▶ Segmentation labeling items
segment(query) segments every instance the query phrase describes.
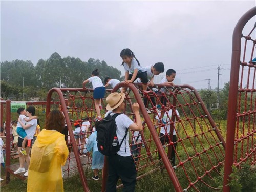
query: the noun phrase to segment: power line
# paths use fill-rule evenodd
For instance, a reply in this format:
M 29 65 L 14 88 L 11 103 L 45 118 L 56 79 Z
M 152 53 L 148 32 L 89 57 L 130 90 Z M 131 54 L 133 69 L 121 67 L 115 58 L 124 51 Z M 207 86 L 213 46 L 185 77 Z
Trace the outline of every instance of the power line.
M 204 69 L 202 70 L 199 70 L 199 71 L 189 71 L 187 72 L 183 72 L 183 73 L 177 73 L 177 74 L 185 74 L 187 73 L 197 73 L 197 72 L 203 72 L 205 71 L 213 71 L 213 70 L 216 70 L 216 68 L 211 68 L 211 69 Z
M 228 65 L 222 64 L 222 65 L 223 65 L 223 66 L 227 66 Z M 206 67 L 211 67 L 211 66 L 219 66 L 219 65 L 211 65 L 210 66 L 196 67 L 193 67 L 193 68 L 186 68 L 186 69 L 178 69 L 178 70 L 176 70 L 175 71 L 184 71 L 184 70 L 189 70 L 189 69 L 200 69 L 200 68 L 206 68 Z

* * *

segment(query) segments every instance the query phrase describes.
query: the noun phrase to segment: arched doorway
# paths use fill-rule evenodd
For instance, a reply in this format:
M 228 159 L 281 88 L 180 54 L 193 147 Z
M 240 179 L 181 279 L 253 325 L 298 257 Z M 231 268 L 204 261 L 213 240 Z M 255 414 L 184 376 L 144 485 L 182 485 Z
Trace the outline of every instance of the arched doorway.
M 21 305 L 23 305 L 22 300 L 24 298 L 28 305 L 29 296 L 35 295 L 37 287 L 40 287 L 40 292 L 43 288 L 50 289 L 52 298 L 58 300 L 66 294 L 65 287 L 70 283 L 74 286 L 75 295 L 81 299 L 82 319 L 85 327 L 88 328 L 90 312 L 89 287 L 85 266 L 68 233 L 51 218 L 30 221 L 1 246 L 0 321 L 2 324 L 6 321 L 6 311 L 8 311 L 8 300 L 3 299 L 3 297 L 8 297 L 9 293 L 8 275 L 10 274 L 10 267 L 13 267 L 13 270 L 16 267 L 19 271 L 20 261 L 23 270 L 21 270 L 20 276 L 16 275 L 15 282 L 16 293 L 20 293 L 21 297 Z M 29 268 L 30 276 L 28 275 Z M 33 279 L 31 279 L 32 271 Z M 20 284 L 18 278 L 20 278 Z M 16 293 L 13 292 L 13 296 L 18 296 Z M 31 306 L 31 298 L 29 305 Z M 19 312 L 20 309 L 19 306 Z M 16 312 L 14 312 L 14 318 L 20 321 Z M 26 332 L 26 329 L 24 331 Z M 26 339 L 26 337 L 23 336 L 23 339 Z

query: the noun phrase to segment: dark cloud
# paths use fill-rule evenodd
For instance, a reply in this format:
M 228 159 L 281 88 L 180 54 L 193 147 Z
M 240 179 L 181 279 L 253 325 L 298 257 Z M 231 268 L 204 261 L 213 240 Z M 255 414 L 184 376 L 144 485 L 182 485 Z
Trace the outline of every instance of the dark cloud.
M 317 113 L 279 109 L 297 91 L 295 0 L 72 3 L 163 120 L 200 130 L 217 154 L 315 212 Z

▶ WORK TO BE COMPLETED
Express the lines of material starting at the one containing "query: the noun phrase to segment: dark cloud" and ending at the one containing "Trace the outline of every instance of the dark" as a JSON list of strings, one string per line, with blank lines left out.

▶ FINISHED EXERCISE
[
  "query: the noun phrase to segment: dark cloud",
  "# paths use fill-rule evenodd",
  "For instance, a reply in this format:",
  "M 228 159 L 281 88 L 180 54 L 193 147 Z",
  "M 240 179 L 181 279 L 253 325 L 298 257 Z M 231 268 L 204 261 L 213 240 Z M 255 414 L 184 376 L 144 485 L 182 485 Z",
  "Trace the outline of every instance of the dark cloud."
]